(RECORDS FOR THIS TASK):
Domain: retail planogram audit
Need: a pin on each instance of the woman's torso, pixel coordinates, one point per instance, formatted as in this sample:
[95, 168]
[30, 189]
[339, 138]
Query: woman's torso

(WHAT YOU HAVE TO DO): Copy every entry exactly as it is given.

(EXERCISE ANSWER):
Domain: retail planogram audit
Need: a pin on each instance of the woman's torso, pixel coordinates, one point per instance, formatted as in this sample:
[95, 168]
[30, 189]
[339, 138]
Query: woman's torso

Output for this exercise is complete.